- [Your goal] Search the records below for the word "wooded", then return every line where it appears.

(Stored data entries)

+ + + + + + +

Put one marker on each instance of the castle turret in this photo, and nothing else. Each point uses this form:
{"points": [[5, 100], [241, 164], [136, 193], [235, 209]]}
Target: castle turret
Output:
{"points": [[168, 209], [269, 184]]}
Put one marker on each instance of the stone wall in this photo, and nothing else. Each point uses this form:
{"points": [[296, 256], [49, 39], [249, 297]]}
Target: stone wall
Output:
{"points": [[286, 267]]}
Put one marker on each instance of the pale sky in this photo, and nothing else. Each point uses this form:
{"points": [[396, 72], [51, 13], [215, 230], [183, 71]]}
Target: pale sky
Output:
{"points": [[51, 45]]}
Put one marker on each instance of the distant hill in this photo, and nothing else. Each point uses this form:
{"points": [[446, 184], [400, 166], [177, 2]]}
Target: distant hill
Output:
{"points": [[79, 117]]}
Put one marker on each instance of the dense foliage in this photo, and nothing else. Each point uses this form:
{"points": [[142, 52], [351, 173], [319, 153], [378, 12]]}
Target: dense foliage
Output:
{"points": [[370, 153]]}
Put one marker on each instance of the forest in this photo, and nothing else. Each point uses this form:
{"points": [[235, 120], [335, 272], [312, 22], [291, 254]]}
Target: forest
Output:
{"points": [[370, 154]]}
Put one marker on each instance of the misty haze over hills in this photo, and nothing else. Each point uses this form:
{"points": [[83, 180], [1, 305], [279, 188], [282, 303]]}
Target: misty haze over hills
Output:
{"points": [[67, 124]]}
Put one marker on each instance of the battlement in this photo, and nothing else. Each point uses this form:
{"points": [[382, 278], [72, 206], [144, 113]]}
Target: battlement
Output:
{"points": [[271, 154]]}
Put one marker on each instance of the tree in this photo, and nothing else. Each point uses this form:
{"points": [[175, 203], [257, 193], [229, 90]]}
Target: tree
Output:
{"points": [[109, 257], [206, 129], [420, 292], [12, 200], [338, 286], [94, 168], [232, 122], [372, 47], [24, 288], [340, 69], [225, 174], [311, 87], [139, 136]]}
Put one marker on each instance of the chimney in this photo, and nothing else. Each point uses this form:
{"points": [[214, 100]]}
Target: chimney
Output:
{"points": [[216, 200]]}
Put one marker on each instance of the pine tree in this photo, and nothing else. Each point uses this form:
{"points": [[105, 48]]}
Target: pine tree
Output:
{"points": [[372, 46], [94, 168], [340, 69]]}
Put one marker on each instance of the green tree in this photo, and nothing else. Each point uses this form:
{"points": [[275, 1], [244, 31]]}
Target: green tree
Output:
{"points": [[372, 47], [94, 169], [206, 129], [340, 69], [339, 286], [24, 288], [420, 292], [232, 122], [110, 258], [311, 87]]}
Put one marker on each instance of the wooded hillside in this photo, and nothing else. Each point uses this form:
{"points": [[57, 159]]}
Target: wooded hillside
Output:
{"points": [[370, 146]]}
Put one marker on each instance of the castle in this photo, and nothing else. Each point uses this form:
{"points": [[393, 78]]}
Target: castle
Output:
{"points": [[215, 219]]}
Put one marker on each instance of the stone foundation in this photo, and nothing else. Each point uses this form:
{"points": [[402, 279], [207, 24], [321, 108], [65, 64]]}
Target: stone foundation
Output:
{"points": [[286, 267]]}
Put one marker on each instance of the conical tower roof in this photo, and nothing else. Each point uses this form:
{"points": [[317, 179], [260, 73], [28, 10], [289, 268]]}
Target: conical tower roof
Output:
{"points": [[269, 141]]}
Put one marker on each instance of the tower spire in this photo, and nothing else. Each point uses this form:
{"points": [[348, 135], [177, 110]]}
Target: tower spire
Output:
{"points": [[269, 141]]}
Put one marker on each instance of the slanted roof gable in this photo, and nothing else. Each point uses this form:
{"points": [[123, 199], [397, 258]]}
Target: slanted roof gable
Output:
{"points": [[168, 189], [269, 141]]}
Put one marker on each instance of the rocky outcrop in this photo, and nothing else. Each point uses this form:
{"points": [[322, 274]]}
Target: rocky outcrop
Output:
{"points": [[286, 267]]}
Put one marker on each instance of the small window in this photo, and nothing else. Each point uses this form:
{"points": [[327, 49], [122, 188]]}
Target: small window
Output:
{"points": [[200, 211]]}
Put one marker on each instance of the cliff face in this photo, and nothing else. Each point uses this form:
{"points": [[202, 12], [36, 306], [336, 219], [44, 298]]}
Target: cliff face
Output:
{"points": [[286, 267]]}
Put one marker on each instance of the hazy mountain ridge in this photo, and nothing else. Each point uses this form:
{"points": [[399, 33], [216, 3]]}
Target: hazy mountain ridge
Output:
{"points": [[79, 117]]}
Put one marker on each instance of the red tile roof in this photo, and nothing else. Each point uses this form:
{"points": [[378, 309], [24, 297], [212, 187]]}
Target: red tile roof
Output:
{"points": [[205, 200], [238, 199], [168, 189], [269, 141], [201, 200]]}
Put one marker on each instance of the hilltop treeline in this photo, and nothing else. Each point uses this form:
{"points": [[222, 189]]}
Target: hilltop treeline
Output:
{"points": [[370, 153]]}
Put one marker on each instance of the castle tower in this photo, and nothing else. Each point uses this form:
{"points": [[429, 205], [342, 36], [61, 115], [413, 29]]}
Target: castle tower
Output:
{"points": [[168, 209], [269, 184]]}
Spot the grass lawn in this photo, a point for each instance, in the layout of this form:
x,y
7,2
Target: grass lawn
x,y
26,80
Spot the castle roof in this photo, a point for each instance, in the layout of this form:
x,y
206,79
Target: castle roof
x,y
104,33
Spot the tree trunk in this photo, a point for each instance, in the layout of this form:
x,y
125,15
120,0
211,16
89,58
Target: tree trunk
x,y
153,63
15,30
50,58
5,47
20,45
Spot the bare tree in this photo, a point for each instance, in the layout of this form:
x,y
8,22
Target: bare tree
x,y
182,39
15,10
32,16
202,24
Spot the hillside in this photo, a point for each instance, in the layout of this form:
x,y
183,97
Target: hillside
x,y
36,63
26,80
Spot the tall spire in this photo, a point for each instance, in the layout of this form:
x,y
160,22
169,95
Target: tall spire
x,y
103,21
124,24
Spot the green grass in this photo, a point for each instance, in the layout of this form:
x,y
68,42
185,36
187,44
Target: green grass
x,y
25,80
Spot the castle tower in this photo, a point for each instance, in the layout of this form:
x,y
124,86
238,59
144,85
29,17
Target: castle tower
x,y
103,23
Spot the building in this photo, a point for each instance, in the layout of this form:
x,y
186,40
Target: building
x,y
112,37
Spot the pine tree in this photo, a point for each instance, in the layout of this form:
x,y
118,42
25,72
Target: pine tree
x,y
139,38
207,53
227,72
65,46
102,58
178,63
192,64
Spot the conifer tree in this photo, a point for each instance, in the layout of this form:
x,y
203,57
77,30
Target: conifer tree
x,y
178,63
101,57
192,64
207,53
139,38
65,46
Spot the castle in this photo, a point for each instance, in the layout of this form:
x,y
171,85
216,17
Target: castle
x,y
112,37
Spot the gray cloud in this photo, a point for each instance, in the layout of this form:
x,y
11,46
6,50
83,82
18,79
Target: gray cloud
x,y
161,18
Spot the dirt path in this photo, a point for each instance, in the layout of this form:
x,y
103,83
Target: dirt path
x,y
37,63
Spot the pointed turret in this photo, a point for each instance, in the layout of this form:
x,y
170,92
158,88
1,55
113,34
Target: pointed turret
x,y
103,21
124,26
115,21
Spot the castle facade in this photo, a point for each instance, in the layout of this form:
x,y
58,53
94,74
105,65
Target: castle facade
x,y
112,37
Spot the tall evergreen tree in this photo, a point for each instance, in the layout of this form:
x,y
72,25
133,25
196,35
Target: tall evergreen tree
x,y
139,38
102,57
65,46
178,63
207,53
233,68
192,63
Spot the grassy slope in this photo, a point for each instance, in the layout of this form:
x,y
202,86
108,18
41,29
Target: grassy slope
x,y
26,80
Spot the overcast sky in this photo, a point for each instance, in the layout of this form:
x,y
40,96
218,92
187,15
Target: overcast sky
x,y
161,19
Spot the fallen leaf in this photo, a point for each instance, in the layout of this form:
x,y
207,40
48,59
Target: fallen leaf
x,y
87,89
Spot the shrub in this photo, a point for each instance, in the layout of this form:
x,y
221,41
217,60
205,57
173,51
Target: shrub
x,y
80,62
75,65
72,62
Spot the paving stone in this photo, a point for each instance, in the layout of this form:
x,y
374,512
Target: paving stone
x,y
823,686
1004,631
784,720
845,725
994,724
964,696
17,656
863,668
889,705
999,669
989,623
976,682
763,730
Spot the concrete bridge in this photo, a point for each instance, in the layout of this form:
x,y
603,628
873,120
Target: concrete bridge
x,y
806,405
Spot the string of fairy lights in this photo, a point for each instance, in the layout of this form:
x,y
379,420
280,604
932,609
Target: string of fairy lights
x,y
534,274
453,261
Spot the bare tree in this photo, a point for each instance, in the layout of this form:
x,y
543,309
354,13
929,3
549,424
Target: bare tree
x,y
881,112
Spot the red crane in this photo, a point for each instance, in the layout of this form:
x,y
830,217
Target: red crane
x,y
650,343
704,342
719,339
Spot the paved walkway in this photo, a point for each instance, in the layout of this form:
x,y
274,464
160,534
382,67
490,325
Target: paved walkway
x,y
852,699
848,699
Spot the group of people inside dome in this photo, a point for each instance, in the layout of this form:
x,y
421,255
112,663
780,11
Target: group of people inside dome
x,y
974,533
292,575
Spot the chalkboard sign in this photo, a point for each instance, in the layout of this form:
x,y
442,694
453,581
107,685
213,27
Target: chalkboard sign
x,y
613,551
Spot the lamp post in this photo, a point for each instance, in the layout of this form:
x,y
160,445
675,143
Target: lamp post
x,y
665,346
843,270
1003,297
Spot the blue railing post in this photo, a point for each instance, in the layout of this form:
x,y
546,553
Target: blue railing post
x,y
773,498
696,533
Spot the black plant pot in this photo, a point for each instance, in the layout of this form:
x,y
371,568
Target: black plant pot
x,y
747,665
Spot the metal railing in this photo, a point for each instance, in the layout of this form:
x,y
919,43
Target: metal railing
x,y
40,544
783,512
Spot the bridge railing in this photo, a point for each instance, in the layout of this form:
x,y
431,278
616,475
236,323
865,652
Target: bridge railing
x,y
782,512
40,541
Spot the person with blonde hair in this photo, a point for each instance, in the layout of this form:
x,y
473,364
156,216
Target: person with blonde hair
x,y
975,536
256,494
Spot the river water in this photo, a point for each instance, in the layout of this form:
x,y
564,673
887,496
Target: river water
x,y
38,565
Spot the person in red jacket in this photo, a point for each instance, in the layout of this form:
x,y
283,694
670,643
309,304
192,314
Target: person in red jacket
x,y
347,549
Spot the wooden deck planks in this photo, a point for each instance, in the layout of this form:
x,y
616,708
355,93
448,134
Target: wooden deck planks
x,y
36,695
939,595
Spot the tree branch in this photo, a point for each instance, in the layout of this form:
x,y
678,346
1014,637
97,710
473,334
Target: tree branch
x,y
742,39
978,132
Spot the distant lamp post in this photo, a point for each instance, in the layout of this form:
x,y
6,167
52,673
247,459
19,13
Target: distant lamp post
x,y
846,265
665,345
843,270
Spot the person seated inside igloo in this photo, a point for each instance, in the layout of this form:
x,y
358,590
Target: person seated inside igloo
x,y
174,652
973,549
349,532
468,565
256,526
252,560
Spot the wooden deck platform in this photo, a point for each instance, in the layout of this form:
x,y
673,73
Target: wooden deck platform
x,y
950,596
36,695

+ + + + + + +

- [Expected output]
Put one marker on each instance of the wooded hillside in this photo, and nothing else. Each point uses this form:
Target: wooded hillside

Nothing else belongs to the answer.